▶ _Aim_: Restate the records in their entirety, word for word.

— BEGIN Dataset records —

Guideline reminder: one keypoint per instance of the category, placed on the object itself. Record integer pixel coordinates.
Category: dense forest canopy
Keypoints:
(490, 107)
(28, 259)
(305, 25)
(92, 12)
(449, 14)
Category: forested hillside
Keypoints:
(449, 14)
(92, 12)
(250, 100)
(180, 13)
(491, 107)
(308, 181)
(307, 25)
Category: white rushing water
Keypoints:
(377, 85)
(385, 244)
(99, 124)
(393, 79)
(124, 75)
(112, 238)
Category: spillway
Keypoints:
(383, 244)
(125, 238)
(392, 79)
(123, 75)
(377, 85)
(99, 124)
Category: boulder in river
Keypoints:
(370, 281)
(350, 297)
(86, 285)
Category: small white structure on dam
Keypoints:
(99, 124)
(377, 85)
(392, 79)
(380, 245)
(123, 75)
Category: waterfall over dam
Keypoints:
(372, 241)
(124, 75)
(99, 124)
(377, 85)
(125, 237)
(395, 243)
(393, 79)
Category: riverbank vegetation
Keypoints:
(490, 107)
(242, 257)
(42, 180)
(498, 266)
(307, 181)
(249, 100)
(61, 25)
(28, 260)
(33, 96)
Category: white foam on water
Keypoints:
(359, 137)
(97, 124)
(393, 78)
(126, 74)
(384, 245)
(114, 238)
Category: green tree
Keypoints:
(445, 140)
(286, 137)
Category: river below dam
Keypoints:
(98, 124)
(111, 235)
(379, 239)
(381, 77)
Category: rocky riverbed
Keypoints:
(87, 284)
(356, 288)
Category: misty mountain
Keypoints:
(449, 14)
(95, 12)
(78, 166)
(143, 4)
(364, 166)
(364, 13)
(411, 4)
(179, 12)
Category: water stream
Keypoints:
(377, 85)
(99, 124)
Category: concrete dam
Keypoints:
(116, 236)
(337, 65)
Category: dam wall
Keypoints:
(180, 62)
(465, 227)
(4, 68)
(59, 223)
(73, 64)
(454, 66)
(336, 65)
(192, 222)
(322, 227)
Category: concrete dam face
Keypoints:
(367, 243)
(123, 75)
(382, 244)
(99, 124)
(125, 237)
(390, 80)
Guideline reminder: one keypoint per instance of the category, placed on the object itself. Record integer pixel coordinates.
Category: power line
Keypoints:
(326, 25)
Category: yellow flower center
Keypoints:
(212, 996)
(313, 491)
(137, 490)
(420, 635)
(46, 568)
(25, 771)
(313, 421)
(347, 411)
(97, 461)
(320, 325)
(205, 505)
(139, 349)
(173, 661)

— END Dataset records —

▶ _Response_:
Guideline reminder: one keypoint per instance of the category, placed on the object itself. Record integer pixel coordinates.
Category: dense forest canopy
Keypoints:
(490, 107)
(28, 259)
(305, 25)
(92, 12)
(449, 14)
Category: forested hillside
Keypoints:
(449, 14)
(92, 12)
(250, 100)
(180, 13)
(491, 107)
(308, 181)
(307, 25)
Category: white rushing water
Keypoints:
(377, 85)
(385, 244)
(99, 124)
(393, 79)
(124, 75)
(112, 238)
Category: spillway
Keypoints:
(383, 244)
(125, 238)
(392, 79)
(123, 75)
(377, 85)
(99, 124)
Category: boulder in river
Keypoints:
(370, 281)
(350, 297)
(86, 285)
Category: small white structure on dam
Keypoints:
(99, 124)
(377, 85)
(392, 79)
(380, 245)
(123, 75)
Category: waterfall over dam
Keypoints:
(372, 241)
(124, 75)
(99, 124)
(377, 85)
(125, 237)
(395, 243)
(393, 79)
Category: riverbank vegetation
Keypoints:
(490, 107)
(242, 257)
(42, 180)
(498, 266)
(307, 181)
(249, 100)
(61, 25)
(28, 260)
(33, 96)
Category: white foam on water
Keypoints:
(359, 137)
(97, 124)
(393, 78)
(126, 74)
(384, 245)
(114, 238)
Category: green tree
Keypoints:
(445, 140)
(286, 137)
Category: river below dam
Keypoints:
(98, 124)
(111, 235)
(379, 239)
(381, 77)
Category: rocky riverbed
Keypoints:
(87, 284)
(356, 288)
Category: misty mountain
Keypoints:
(449, 14)
(95, 12)
(78, 166)
(143, 4)
(364, 166)
(364, 13)
(411, 4)
(179, 12)
Category: water stream
Keypoints:
(377, 85)
(99, 124)
Category: concrete dam
Keypoints:
(116, 236)
(337, 65)
Category: dam wall
Keypoints:
(180, 62)
(465, 227)
(4, 68)
(59, 223)
(73, 64)
(454, 66)
(336, 65)
(192, 222)
(322, 227)
Category: concrete dam face
Keypoints:
(367, 243)
(123, 75)
(382, 244)
(99, 124)
(125, 237)
(390, 80)
Guideline reminder: one keypoint per instance of the category, placed on the object itself. Record integer pixel coordinates.
Category: power line
Keypoints:
(326, 25)
Category: yellow flower center
Keypoints:
(212, 996)
(313, 491)
(137, 490)
(420, 635)
(46, 568)
(25, 771)
(313, 421)
(347, 411)
(97, 461)
(320, 325)
(205, 505)
(139, 349)
(173, 661)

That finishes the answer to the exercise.